→ AIM OF THE TASK
From the data below, return the exact lines starting at the line containing "Every instance gets one point. Tag the dark ridge" and ending at the line containing "Every instance gets one point. Tag the fc barcelona scarf", both included, and nothing else.

── DATA TO PROCESS

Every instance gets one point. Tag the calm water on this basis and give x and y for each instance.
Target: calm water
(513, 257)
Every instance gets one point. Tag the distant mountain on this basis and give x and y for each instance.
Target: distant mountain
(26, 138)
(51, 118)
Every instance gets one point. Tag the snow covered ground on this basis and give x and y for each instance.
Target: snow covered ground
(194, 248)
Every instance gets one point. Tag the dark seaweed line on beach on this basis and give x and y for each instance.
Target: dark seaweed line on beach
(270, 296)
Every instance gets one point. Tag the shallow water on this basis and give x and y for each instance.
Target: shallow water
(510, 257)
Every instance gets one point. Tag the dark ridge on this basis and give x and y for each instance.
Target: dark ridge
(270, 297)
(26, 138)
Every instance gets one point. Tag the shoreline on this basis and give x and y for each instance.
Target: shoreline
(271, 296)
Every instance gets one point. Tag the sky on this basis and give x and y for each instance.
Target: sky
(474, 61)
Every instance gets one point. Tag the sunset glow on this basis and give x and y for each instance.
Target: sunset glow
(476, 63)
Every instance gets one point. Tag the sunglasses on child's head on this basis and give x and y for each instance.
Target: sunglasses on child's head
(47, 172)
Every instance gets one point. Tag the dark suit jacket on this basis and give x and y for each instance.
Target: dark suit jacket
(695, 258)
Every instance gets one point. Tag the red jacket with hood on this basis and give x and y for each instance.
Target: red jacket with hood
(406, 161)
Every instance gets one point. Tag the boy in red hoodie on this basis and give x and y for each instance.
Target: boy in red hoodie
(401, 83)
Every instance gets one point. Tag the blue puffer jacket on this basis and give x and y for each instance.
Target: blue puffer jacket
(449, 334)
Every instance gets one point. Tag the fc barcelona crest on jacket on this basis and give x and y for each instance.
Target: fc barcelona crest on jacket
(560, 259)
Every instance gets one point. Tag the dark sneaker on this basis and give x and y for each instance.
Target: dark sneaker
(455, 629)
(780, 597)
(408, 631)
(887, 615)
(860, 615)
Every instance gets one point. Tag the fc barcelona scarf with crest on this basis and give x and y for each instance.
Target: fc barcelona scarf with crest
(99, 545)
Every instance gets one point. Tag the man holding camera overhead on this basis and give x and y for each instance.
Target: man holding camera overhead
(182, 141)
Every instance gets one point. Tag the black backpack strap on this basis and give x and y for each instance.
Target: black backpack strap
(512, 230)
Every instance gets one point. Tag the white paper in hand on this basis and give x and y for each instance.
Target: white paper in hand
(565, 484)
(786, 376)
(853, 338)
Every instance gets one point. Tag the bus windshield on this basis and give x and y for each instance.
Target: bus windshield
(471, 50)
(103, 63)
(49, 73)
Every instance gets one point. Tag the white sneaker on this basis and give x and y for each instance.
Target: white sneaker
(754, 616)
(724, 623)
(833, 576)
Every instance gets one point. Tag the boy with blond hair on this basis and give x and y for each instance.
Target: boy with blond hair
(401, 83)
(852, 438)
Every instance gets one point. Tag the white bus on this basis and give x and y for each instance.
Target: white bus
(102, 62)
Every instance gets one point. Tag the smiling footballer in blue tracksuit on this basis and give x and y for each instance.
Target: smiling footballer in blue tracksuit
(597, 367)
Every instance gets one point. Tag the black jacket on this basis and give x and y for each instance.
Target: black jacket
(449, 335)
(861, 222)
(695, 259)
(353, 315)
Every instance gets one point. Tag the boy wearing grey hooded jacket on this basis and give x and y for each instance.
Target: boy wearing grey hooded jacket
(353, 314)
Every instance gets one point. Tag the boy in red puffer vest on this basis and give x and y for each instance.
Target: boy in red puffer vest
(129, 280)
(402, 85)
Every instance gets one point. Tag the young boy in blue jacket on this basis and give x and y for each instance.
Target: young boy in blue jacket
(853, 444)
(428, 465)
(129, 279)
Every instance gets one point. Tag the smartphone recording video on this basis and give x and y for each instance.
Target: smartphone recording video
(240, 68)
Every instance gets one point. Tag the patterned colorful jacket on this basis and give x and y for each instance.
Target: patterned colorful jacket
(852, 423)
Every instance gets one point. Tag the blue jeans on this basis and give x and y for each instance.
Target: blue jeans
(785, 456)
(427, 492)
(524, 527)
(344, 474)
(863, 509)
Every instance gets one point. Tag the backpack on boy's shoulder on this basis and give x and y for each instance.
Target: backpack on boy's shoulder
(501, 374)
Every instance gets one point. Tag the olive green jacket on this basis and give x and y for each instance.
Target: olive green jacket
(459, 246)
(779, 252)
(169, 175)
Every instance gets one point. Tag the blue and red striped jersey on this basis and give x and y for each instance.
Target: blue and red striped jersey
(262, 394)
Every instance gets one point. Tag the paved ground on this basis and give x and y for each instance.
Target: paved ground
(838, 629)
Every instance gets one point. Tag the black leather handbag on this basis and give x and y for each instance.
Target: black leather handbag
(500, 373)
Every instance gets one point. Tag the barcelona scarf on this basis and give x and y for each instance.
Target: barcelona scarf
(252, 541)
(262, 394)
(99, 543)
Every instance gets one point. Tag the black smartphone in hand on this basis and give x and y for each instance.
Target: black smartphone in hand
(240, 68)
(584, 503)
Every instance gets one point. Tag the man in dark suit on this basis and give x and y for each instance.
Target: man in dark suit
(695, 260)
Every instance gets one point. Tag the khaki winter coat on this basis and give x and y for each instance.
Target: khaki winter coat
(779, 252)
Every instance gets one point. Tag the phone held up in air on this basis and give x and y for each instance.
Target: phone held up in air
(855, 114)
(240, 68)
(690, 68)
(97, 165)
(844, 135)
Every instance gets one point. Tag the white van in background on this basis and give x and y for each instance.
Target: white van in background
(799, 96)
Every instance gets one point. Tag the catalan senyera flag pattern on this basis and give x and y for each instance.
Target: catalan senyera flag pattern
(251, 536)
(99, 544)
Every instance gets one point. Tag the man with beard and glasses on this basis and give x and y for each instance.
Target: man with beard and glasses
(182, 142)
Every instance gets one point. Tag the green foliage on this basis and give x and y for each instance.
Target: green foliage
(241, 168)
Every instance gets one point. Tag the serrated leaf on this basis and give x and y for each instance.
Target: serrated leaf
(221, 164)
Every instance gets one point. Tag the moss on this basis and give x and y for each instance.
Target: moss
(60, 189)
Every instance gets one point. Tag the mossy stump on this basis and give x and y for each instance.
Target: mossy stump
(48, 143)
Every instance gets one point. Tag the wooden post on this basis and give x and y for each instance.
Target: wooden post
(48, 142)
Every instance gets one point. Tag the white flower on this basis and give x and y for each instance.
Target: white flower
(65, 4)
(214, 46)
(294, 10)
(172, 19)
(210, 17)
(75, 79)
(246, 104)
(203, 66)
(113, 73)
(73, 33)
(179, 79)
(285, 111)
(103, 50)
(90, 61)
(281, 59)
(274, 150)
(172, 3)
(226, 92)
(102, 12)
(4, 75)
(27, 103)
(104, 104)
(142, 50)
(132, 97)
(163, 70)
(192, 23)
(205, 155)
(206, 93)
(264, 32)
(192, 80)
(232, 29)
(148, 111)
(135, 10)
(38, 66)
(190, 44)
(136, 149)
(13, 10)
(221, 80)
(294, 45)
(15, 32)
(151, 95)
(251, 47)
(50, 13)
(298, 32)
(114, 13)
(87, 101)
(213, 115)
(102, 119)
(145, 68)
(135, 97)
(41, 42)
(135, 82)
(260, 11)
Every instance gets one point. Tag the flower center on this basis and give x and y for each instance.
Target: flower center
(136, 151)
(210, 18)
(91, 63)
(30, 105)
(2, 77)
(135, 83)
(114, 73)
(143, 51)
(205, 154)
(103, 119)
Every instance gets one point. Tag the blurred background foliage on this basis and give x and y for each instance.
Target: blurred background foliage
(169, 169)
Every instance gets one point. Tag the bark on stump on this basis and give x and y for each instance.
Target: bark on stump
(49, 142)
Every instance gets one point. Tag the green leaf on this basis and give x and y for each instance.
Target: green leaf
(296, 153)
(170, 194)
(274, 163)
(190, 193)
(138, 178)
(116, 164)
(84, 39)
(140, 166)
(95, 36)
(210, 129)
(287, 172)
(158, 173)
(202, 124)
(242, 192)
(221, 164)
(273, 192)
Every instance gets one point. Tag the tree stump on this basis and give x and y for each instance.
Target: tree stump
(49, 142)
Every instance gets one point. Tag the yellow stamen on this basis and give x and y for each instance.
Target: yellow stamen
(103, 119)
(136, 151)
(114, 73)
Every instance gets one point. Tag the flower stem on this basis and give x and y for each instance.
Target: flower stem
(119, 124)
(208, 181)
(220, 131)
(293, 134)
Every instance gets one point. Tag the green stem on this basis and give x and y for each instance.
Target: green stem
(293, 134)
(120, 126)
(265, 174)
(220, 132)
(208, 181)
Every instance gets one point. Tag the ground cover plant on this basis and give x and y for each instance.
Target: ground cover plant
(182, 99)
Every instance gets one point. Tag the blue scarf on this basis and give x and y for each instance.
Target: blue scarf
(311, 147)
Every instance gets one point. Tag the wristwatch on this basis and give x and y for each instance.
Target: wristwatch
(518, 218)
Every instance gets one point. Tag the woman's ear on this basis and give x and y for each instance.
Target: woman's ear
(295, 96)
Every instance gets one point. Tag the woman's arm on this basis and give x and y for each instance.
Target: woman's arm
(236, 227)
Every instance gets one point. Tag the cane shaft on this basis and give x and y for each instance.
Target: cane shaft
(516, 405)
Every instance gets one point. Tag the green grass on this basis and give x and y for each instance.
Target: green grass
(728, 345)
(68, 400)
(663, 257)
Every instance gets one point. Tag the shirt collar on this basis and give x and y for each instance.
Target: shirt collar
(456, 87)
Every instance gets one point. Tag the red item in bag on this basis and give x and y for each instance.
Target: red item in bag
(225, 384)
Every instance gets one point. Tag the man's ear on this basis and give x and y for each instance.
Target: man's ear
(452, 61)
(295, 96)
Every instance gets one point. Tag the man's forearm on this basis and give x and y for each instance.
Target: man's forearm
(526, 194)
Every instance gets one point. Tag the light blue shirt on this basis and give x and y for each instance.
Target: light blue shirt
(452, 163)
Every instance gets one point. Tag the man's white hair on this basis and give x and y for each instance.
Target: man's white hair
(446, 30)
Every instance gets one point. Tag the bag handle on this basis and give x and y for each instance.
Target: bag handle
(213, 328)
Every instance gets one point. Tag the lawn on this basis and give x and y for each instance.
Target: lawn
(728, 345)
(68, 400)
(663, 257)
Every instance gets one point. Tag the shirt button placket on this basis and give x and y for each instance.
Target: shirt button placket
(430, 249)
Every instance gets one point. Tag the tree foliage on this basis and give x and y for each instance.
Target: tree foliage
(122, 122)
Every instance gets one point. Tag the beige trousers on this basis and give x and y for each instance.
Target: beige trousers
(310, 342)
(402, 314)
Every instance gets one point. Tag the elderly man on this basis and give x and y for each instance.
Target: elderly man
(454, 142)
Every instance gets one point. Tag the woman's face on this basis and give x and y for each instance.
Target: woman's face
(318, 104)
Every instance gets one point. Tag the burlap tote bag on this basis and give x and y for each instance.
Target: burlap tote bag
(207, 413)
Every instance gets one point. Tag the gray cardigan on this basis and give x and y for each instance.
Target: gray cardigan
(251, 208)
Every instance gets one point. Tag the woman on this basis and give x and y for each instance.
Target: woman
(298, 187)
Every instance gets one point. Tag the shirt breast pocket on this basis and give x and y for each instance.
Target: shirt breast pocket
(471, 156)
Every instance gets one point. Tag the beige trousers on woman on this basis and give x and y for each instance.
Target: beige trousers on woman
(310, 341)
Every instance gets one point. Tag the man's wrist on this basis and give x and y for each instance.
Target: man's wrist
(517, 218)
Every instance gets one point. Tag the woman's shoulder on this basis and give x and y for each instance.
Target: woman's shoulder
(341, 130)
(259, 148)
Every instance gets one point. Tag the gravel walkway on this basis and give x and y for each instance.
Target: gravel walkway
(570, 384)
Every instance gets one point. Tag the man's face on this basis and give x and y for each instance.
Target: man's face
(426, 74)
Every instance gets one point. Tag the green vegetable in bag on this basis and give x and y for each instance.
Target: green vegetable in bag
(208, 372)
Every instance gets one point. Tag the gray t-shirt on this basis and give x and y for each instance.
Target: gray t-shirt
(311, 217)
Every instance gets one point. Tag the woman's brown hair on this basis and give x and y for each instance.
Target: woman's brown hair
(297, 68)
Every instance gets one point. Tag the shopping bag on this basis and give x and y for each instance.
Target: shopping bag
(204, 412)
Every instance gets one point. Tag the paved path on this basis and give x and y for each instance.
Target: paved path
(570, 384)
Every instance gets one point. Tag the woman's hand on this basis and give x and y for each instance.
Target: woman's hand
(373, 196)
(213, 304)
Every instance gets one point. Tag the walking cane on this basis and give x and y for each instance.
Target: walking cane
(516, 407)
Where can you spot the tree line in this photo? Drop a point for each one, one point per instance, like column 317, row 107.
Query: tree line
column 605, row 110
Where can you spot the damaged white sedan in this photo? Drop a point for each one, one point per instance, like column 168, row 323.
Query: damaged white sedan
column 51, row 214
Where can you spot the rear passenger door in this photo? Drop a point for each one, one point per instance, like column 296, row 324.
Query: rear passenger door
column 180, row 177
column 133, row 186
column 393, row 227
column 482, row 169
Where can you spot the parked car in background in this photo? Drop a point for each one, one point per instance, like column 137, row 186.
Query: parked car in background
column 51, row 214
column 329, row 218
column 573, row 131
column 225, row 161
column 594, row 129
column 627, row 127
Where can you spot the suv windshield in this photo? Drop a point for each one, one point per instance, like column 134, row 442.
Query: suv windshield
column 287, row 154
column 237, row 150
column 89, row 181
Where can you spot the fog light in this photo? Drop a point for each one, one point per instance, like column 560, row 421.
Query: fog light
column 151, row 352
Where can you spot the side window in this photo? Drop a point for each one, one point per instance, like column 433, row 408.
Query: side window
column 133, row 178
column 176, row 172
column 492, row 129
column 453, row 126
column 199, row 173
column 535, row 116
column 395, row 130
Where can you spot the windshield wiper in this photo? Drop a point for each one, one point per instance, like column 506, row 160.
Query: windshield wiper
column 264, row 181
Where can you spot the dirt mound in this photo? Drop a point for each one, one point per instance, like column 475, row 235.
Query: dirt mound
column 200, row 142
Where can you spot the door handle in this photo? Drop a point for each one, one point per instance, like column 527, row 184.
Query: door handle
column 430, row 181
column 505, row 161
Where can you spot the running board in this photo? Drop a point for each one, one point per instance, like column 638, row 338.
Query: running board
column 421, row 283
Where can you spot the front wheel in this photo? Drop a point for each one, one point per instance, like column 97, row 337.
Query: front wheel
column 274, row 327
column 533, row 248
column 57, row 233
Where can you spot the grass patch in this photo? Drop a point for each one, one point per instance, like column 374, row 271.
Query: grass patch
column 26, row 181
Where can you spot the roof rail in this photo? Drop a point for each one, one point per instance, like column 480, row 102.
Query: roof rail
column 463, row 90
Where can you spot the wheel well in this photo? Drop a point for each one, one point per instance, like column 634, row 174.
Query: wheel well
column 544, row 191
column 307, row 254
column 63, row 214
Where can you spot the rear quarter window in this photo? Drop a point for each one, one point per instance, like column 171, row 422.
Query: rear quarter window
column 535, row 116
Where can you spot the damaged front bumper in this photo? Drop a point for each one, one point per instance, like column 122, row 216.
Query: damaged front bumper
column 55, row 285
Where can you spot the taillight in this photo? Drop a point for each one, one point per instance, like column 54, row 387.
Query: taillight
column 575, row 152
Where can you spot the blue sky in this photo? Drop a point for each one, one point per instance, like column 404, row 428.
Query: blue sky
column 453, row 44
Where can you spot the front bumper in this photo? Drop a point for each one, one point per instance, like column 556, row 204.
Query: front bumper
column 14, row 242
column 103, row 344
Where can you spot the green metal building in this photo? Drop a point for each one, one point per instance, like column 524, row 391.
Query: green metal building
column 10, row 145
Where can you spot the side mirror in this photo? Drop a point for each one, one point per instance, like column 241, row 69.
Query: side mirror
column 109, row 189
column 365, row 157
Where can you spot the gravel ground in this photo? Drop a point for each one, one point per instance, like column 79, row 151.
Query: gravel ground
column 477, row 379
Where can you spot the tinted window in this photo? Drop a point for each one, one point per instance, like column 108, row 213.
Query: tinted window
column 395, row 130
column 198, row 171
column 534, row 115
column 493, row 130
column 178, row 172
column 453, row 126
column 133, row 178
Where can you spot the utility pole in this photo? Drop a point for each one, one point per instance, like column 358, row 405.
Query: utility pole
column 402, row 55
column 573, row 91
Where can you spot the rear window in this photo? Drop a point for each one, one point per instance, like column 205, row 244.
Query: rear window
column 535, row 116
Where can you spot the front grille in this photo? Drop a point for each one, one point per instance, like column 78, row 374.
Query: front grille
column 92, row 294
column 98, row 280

────

→ REPLY
Every instance gets one point. Tag the dark ridge on this basis and give x and y for each instance.
Target: dark ridge
(270, 297)
(26, 138)
Every instance gets one point. Tag the shoreline on this basis and give x and y for each instance.
Target: shoreline
(271, 296)
Every instance gets one point. Tag the sky on this basis and give x and y for each instance.
Target: sky
(474, 61)
Every instance gets one point. Tag the sunset glow on this basis and give x and y for each instance.
Target: sunset glow
(476, 63)
Every instance gets one point. Tag the sunglasses on child's head on this basis and give x and y for each instance.
Target: sunglasses on child's head
(47, 172)
Every instance gets one point. Tag the dark suit jacket on this basis and give x and y for each instance.
Target: dark suit jacket
(695, 258)
Every instance gets one point. Tag the red jacket with hood on this basis and give x and y for each instance.
Target: red jacket with hood
(406, 161)
Every instance gets one point. Tag the boy in red hoodie on this basis and give x and y for each instance.
Target: boy in red hoodie
(401, 83)
Every instance gets one point. Tag the blue puffer jacket on this basis and give x and y for each instance.
Target: blue puffer jacket
(449, 334)
Every instance gets one point. Tag the fc barcelona crest on jacket on this basis and give x and y for each instance.
Target: fc barcelona crest on jacket
(560, 259)
Every instance gets one point. Tag the dark sneaker on this basis and give x and y for each instance.
Target: dark sneaker
(455, 629)
(780, 597)
(408, 631)
(887, 615)
(860, 615)
Every instance gets one point. Tag the fc barcelona scarf with crest on this basis and give x and y for each instance.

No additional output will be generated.